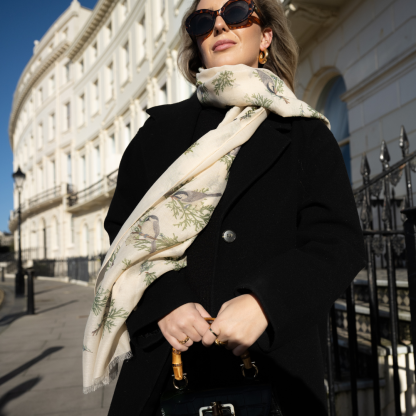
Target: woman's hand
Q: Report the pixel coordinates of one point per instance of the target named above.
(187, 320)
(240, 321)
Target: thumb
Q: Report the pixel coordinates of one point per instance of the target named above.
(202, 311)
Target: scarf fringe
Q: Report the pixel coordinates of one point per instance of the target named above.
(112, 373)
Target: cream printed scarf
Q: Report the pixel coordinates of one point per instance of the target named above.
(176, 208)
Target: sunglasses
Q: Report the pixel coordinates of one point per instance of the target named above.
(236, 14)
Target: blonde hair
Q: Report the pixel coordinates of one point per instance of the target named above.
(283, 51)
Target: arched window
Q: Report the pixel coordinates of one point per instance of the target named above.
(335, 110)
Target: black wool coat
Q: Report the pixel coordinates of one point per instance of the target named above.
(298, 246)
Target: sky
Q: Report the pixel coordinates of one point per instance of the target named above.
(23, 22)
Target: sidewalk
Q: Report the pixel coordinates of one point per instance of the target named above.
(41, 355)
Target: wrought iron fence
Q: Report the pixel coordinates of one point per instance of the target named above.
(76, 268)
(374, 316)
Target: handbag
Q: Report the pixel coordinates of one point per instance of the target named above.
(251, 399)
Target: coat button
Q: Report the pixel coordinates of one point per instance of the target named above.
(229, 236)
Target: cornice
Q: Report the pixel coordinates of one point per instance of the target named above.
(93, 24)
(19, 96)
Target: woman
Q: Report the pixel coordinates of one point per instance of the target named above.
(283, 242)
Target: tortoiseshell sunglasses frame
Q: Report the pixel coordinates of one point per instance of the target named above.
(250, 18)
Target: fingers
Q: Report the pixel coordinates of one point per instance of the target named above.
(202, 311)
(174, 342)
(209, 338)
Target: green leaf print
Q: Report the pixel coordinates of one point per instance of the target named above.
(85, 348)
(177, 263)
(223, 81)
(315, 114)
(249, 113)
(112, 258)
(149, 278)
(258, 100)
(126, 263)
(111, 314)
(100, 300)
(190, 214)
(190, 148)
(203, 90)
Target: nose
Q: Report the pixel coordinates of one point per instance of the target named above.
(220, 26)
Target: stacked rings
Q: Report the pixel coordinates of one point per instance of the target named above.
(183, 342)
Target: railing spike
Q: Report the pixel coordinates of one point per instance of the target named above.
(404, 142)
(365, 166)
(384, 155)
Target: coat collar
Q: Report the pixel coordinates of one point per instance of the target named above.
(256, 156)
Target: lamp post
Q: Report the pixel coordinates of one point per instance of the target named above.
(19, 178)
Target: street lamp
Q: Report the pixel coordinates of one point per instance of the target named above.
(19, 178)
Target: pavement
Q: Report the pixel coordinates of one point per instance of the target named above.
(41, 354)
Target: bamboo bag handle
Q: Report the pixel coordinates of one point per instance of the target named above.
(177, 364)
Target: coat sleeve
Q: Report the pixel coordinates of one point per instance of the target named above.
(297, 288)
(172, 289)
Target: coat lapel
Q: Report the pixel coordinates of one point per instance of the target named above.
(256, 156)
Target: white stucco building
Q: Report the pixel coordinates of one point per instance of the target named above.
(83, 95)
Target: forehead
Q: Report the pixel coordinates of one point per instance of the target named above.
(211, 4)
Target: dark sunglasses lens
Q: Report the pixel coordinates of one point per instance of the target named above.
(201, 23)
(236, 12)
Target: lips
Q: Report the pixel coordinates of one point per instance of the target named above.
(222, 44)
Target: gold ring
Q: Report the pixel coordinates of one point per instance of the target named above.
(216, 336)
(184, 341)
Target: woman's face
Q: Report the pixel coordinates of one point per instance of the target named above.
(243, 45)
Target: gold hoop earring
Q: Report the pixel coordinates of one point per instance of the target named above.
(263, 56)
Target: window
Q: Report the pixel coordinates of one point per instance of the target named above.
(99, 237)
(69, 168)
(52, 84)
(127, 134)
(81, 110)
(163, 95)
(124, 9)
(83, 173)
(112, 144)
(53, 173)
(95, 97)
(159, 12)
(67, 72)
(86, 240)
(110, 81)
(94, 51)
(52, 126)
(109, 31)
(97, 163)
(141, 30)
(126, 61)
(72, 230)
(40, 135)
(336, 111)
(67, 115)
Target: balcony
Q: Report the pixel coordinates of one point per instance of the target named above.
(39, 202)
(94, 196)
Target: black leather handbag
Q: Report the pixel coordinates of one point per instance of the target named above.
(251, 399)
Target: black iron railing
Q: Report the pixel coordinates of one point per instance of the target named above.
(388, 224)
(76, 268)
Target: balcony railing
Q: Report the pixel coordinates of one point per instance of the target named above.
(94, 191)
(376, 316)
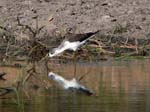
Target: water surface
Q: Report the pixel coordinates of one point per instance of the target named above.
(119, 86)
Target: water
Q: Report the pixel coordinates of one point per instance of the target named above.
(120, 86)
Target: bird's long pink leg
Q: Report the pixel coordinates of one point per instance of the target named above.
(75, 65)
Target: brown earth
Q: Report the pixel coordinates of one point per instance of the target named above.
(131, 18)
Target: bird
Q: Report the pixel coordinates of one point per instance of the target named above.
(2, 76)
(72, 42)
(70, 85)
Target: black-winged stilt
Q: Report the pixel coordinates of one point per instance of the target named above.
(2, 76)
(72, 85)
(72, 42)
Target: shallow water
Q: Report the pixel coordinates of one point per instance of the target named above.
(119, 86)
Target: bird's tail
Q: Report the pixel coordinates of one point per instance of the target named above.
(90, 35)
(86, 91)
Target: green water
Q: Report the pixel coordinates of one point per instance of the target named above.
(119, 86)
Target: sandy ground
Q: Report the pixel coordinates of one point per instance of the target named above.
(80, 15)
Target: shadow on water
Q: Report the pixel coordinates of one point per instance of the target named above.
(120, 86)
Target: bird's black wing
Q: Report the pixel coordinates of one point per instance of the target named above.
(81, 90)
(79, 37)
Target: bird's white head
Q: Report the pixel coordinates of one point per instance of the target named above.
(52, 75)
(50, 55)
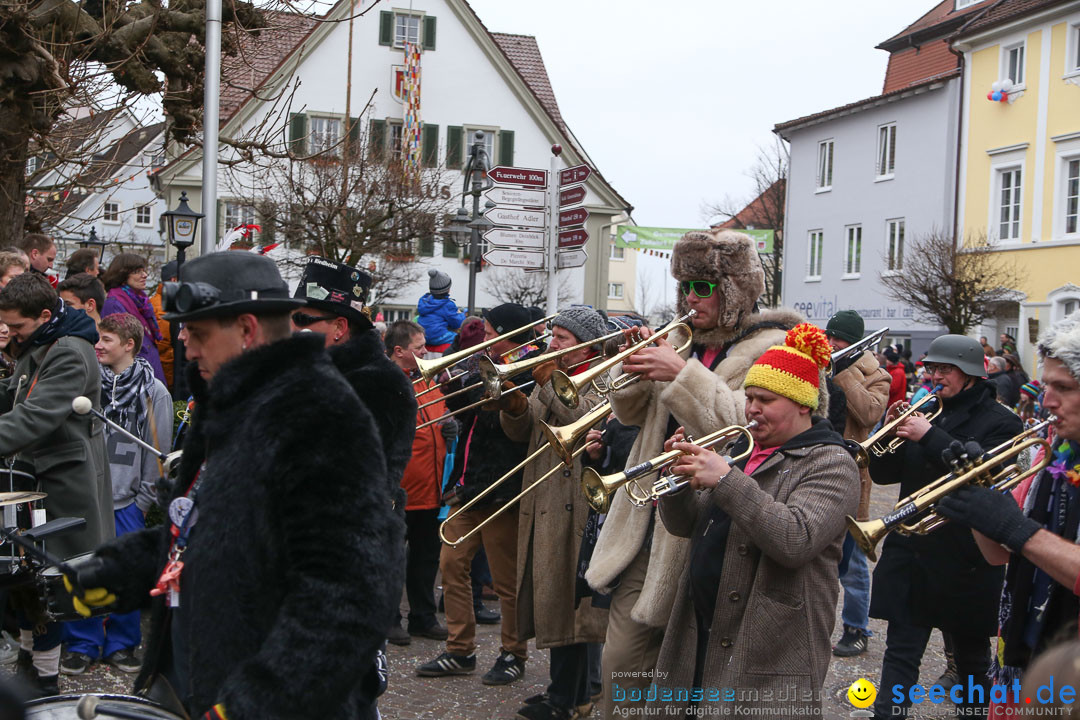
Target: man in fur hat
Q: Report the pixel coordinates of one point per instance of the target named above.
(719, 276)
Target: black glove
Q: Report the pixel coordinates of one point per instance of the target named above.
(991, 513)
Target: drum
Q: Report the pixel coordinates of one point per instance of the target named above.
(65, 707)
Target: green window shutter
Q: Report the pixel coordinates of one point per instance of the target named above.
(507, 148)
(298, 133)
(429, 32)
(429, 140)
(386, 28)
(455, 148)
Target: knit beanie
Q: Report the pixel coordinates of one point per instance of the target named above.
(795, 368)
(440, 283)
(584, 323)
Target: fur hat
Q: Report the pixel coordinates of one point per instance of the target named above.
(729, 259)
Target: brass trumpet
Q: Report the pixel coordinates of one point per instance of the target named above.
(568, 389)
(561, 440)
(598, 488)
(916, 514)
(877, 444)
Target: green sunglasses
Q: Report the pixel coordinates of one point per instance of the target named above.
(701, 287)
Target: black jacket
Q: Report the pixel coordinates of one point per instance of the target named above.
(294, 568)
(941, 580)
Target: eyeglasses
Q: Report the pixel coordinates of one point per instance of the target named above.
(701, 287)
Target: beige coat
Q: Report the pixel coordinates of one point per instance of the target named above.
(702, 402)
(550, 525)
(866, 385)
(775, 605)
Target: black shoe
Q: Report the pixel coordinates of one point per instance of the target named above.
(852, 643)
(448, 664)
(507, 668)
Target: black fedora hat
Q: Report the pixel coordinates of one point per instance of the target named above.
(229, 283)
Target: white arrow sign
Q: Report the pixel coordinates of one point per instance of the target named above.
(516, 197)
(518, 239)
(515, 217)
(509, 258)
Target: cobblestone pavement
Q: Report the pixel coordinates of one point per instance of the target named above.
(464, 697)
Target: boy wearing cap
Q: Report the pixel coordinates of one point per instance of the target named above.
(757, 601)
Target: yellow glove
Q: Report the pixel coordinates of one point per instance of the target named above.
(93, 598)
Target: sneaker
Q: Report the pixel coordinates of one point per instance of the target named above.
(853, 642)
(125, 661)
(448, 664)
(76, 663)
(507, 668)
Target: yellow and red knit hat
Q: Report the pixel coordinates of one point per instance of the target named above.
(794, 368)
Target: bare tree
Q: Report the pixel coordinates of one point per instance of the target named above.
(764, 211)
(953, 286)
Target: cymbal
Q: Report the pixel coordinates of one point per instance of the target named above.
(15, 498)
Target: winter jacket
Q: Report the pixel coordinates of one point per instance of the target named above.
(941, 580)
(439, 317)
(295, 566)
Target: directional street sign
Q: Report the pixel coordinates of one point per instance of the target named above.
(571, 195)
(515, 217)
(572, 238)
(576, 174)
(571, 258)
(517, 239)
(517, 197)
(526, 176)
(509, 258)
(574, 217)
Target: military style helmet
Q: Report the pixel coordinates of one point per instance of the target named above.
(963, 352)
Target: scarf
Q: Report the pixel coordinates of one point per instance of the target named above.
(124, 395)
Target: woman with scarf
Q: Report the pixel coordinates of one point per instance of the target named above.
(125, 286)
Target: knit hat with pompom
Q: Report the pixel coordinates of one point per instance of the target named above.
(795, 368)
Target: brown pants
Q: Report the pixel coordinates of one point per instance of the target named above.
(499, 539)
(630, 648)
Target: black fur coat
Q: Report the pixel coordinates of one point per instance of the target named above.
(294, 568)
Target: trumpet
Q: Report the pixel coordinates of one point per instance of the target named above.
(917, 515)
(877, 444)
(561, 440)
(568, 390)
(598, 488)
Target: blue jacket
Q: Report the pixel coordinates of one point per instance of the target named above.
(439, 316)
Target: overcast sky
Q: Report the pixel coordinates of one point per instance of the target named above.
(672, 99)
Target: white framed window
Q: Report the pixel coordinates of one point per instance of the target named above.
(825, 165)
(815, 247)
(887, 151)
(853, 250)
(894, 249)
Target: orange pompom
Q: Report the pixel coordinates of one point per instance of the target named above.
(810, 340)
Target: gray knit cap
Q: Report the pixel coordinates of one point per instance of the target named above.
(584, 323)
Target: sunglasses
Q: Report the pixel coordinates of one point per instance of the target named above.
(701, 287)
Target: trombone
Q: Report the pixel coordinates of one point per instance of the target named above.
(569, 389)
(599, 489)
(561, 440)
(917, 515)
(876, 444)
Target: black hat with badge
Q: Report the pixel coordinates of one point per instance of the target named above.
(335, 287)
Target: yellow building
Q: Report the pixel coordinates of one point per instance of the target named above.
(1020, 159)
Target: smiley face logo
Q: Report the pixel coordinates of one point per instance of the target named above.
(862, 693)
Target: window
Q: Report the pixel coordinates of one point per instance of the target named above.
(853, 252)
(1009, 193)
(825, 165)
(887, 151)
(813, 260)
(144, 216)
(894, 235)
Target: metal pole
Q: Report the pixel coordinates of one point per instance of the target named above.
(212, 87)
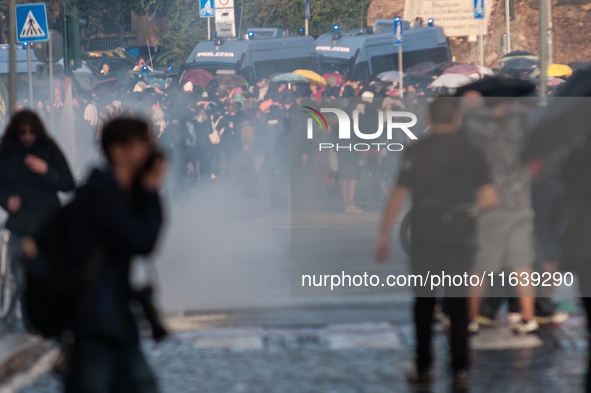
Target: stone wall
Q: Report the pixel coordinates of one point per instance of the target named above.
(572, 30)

◆ ◆ ◆ ◆

(WHAT YOU ARE ASKED TO DO): In the listing above, which lines include the string "sunglasses"? Return every one of them.

(WRITTEN SOLUTION):
Target: sunglasses
Target: tortoiseshell sunglasses frame
Target: dark sunglasses lens
Target: green sunglasses
Target: sunglasses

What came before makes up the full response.